* begin Stored records *

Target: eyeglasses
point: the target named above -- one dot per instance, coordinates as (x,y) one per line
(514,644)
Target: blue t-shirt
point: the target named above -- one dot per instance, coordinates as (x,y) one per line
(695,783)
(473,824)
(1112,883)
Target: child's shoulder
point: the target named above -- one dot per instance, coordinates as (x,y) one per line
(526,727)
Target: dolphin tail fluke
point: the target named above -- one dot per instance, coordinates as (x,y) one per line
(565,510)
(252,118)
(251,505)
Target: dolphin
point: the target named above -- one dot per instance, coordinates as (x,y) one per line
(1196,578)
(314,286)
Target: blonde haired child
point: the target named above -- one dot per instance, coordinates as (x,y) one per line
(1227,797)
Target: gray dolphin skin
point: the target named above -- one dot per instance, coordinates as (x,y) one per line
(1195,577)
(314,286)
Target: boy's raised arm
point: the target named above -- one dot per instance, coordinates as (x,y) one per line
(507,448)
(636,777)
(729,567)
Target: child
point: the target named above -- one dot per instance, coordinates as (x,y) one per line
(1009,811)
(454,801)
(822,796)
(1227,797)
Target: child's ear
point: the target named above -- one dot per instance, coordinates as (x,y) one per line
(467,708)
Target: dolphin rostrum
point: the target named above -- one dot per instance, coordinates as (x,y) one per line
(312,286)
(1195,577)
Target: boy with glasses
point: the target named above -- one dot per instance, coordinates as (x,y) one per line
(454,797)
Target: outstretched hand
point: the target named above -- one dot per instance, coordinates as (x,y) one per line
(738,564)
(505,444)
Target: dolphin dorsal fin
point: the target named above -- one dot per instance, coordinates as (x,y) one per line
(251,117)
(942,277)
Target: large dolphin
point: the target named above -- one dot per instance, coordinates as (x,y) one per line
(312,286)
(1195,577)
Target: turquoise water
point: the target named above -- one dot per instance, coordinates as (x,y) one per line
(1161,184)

* end Stored records *

#### Given request:
Render every line of the rows above as a JSON list of strings, one string per line, leaving out blank lines.

#### Answer in full:
[
  "Target: eyeglasses",
  "point: the target named above -- one dot per instance, coordinates as (x,y) one per line",
  "(514,644)",
  "Target: blue t-shirt",
  "point: the target named above -- one dot per instance, coordinates as (x,y) one per line",
  "(695,783)",
  "(473,824)",
  "(1112,883)",
  "Target: child's shoulder",
  "point: the target named above -- one dot per instance, coordinates as (x,y) one per line",
  "(526,727)",
  "Target: dolphin tail fluke",
  "point: the target named above -- one dot per instance, coordinates as (x,y) one per line",
  "(565,510)",
  "(252,118)",
  "(251,505)",
  "Target: dolphin",
  "point: the target named above -- one dot per instance, coordinates as (x,y) one per line",
  "(1196,578)",
  "(314,286)",
  "Target: blonde haired child",
  "point: the target named above -- one dot per instance, coordinates as (x,y) one per line",
  "(1227,797)",
  "Target: gray dolphin skin",
  "point: the target named above -- one dot per instance, coordinates as (x,y) one per line",
  "(1195,577)",
  "(314,286)",
  "Target: boy's raised arm",
  "point: the target named above -- one dot per instance, coordinates as (x,y) one per line",
  "(507,448)",
  "(636,777)",
  "(729,567)",
  "Target: child",
  "point: the target named above -- one dot per instance, coordinates as (x,y) one per line",
  "(1009,811)",
  "(454,801)",
  "(822,796)",
  "(1227,797)",
  "Target: child's ear",
  "point: the target named above -- one dot per instance, coordinates as (x,y) one per line",
  "(467,708)",
  "Target: dolphin rostrum",
  "point: the target named above -- one dot per instance, coordinates as (x,y) one per line",
  "(312,286)",
  "(1195,577)",
  "Target: boy with glasses",
  "point: the target named above -- one dot per instance, coordinates as (x,y) one per line",
  "(454,797)",
  "Target: outstretched hand",
  "point: the target named above -- one dot per instance, coordinates as (x,y) one per line",
  "(738,564)",
  "(505,444)",
  "Target: dolphin dorsal fin",
  "point: the target named above -- one dot per instance, coordinates as (x,y) one per line",
  "(251,117)",
  "(942,277)",
  "Target: large dolphin",
  "point: the target named above -- one dot per instance, coordinates as (x,y) one per line",
  "(312,286)",
  "(1195,577)",
  "Target: turquoise water",
  "point: the target named above -- one dot per instance, coordinates as (x,y) one per line",
  "(1161,184)"
]